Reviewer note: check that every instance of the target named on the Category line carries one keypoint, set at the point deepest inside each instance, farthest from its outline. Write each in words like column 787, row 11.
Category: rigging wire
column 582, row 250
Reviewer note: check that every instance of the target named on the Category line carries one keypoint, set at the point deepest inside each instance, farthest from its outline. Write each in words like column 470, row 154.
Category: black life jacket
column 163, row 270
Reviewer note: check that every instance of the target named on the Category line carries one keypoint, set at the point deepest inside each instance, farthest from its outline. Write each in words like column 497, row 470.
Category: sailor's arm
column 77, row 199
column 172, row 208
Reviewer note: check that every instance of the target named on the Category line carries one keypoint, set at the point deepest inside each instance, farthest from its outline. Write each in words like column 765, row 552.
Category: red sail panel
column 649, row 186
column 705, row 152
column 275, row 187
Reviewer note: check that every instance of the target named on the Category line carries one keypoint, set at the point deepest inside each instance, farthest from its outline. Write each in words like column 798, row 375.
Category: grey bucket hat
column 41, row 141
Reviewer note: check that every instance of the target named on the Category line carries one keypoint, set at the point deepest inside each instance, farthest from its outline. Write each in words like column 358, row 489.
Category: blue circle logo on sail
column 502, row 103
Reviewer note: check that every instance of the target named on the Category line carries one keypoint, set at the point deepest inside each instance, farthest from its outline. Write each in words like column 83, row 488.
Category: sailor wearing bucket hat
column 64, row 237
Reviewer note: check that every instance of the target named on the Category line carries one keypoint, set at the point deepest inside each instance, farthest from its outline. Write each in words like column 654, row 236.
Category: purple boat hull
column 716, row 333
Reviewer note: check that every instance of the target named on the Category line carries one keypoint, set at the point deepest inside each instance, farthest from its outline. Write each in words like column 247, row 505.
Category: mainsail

--

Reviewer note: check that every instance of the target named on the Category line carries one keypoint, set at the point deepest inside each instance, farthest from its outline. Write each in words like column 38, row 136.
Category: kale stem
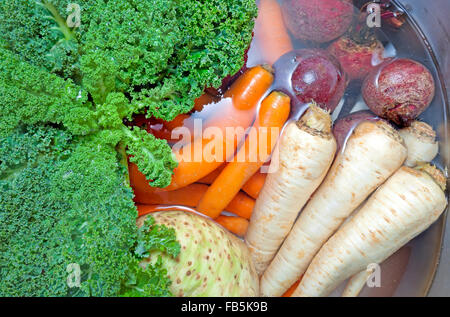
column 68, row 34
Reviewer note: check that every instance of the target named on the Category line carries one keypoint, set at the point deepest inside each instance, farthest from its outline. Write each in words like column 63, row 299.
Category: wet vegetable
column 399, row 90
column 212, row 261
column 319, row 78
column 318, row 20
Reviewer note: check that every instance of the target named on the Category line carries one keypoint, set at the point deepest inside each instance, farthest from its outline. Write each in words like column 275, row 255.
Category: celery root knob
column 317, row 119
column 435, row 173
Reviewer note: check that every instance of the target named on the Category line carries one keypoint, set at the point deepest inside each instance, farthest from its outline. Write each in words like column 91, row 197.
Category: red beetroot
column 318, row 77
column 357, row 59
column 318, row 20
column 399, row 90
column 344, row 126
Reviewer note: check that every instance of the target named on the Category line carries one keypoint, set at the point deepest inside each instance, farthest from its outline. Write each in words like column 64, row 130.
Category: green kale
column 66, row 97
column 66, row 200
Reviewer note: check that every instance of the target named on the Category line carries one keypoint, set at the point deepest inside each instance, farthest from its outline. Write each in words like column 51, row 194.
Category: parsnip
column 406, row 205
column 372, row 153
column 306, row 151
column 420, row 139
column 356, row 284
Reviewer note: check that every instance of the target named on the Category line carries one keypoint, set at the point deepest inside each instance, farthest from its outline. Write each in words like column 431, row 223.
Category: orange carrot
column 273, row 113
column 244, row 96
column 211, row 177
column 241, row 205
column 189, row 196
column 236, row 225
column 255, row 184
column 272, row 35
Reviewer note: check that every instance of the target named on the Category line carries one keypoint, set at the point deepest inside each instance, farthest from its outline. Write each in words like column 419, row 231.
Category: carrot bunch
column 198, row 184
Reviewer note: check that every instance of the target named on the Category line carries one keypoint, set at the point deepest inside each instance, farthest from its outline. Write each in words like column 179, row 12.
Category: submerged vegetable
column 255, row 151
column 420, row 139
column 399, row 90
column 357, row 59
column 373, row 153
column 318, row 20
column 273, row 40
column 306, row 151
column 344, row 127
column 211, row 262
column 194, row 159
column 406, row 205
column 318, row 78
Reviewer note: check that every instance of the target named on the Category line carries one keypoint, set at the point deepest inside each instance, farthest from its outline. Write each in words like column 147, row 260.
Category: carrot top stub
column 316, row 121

---

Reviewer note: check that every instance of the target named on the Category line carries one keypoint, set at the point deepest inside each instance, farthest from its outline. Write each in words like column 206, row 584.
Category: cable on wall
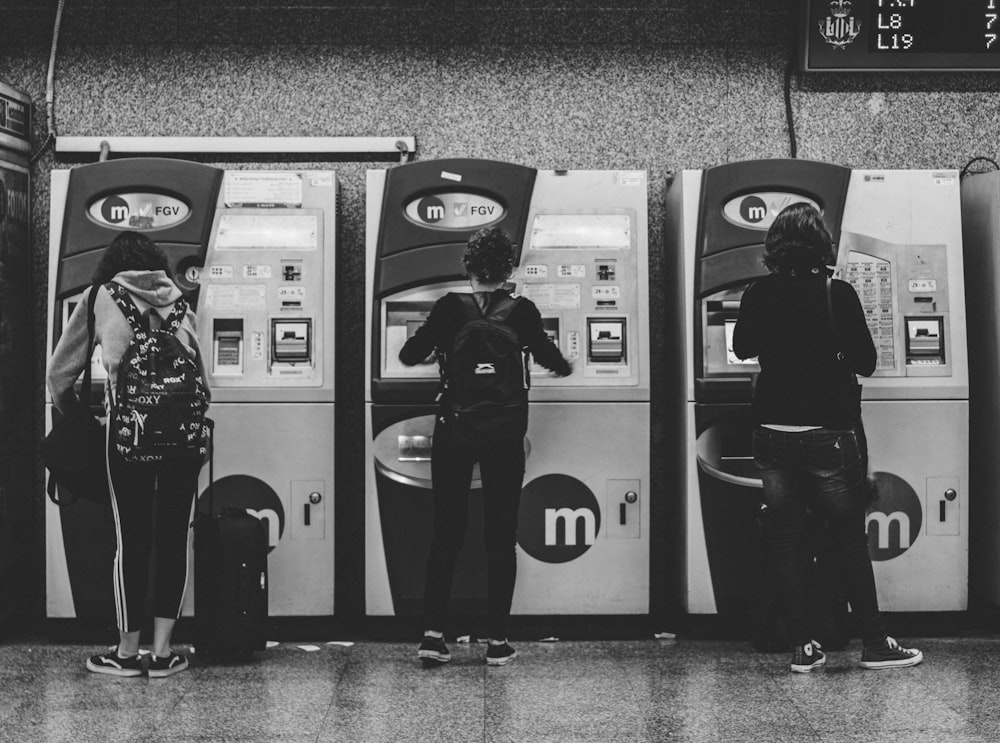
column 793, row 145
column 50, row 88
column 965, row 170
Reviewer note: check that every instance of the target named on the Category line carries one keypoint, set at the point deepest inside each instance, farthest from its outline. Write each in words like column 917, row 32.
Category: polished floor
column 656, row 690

## Task statement
Render the lines above as a Markdown table with the columns Row and Line, starting at the line that contains "787, row 11." and ending at the line that contains "column 502, row 103". Leave out blank lines.

## The output
| Row | Line |
|---|---|
| 1 | Reviewer note: check that every instance of the target named on the Category line carries one keypoint, set at the point deepest inside each instance, farthest from its outline. Write each in words like column 787, row 11. |
| 2 | Category: rigging wire |
| 3 | column 582, row 250 |
| 4 | Reviewer note: check that every instance of the target named on the Category line carries one keypoint, set at the point deepest inside each instance, farthest from its outline. Write each in words like column 470, row 154. |
| 5 | Category: black life jacket |
| 6 | column 163, row 270 |
| 7 | Reviewer note: check that every instance of the target named on the Category line carries one keypoint, set at the point deepest inside each instance, farthest from its outline. Write each in words like column 497, row 470. |
| 8 | Category: sailor's arm |
| 9 | column 77, row 199 |
| 10 | column 172, row 208 |
| 11 | Reviewer note: check that every instance of the target named on the Category line carries one keypoint, set at the point deepest inside each instance, farthest from its outline. Write each in words like column 765, row 552. |
| 12 | Category: red sail panel |
| 13 | column 649, row 186 |
| 14 | column 705, row 152 |
| 15 | column 275, row 187 |
| 16 | Reviewer note: check that every instance of the target named on the Category line carries one keypoint, set at the point deepest inside each instance, farthest from its outline. Write each in words like column 798, row 375. |
| 17 | Category: grey bucket hat |
| 18 | column 41, row 141 |
| 19 | Reviewer note: check that every instance of the target named on the Category line carries one keypoint, set at the point deepest inside each instance, farthest from its outline. Write each in words like column 358, row 489. |
| 20 | Category: blue circle logo on sail |
| 21 | column 502, row 103 |